Life on a distant planet is idyllic and harmonious. Money doesn’t exist and telepathy and acrobatics are daily pastimes. One woman (who is also the film’s director, almost a meta take on a documentary-within-a-movie) heads to Earth to learn from earthlings, and in doing so, teaches them and us the audience to examine and laugh at our own absurdities. This film confirms our deep-rooted suspicion that human life from an outsider’s perspective is a peculiar thing. It is witty and charming and I didn’t want the film to end. Starring a very young and very beautiful Marion Cotillard.
Here’s to January - a month of highs (my birthday! restaurants! Tony visiting!) and lows (tractors blocking the motorway!)
January has been a month of Plan Bs. It’s made me start to strategize around the Plan As, to treat them as the intentional back ups they should have always been. First was that night of lasagne when Tony visited and all the electricity suddenly outed. This has happened once before when I used an electric juicer - I was hungover and only freshly-squeezed OJ could have possibly soothed my frayed nerves. Sadly those nerves were stripped ragged because practically every fuse in the box needed replacing. Orange juice is never worth this amount of drama. This time, said juicer having blown the last time, I can’t say what caused the electricity to blow (were we all charging our phones or something?), but Gaylord switched everything back on with a flick of button. However, in that surge, the oven had given up the ghost. With a lasagne inside. So, rather that crunch lasagne sheets, Plan B was naan-wrapped kebabs of chicken and shawarma from the takeaway down the road. A friend visits you in the culinary capital of the world and you show him a good time at the local kebab shop.

Listed entries
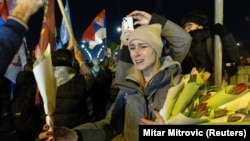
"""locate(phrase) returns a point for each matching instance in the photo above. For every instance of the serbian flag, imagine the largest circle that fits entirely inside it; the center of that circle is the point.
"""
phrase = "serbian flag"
(4, 10)
(96, 31)
(64, 34)
(47, 34)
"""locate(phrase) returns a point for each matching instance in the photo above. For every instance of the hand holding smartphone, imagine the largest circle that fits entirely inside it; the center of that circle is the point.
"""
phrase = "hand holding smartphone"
(128, 23)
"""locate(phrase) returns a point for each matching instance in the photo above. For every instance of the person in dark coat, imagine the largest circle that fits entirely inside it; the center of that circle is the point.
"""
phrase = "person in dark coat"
(14, 29)
(201, 53)
(71, 98)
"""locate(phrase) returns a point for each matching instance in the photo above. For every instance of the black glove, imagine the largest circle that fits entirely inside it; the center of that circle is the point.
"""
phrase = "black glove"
(220, 30)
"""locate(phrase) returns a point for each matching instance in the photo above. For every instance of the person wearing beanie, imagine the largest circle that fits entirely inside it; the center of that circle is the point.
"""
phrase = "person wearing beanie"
(201, 53)
(143, 80)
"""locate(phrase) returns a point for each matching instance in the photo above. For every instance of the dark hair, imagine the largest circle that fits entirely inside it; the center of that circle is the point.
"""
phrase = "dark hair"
(196, 16)
(62, 57)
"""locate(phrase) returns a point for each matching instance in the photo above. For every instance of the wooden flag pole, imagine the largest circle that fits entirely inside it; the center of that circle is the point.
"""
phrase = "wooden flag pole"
(67, 24)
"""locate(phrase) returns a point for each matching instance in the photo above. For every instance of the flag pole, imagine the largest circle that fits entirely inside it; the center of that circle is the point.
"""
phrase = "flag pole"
(67, 24)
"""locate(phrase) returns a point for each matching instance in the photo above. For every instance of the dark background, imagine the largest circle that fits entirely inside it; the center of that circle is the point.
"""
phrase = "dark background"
(236, 15)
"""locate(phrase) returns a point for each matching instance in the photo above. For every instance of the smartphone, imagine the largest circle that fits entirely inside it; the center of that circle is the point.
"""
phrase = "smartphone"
(128, 23)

Exercise A
In the blog post about January, what did the meal turn into after the oven broke with the lasagne inside?
Exercise B
Continue the blog post about January from where it stops.

Written reply A
Naan-wrapped kebabs of chicken and shawarma from the takeaway down the road.

Written reply B
The second was on my birthday. Birthdays, like other events such as weddings or funerals, usually require steering clear of any and all Plan Bs. But, no doubt because they are sacrosanct, all of these milestones come skipping along, hand in hand with mischief. And in my birthday’s case, the farmers’ strike.
The farmers have been raising hell, or should I say hay bales, for a few months now and the other week their tractors were parked slap-bang in the middle of the main roads of Toulouse, or charging down the narrow alleyways as they blasted music from da club, and by all accounts, creating a successful amount of chaos.
On my birthday, Gaylord and I innocently set off for a spa in the Alps. This place is like a mystic temple to inhabitants of Toulouse, its name dropped in whispers to gasps of delight (“We’re going to… Balnea…”) - we couldn’t wait to be blessed by its infinity-pooled holiness. Unfortunately, I cannot testify to have been born-again because we never got there. Those hay bales blocked the motorway. To all the people who wondered why we didn’t get out the car and just move the hay bales, I’d like to see you move a seven-tonne tractor too. Behind that trench of hay, there was a blockade of tractors and combine harvesters lining up like army cadets. The farmers meant war and if that meant no spa for the birthday girl, so be it. We swung around and drove home, Gaylord first quickly picking up chocolate in case I needed appeasing. That Plan B involved hot chocolate, twinkly lights, and the sofa bed, to make a sitting-room cinema to hibernate in for the rest of the day.
And the third Plan B, well that was the night Gaylord and I planned to to see Poor Things at the cinema and, when we scanned our QR codes, armed with our cinema snacks to enter the movie theatre, we discovered that Gaylord had booked the tickets at a cinema in Clermont-Ferrand - a four-hour drive away.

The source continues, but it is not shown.